▶ _EXERCISE OBJECTIVE_: Reproduce every line of the rows below, requests included, raising each bounding-box coordinate in the answers by 37. Leave the numbers in the requests and their format samples unchanged.

▶ _THE DATA_:
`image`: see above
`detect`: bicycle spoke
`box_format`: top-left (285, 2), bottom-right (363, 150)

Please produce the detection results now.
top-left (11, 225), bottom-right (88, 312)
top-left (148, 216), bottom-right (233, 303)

▶ _TASK ANSWER_:
`image`: see above
`detect`: bicycle spoke
`box_format`: top-left (285, 2), bottom-right (363, 150)

Please produce the detection results now.
top-left (48, 262), bottom-right (125, 349)
top-left (185, 253), bottom-right (270, 340)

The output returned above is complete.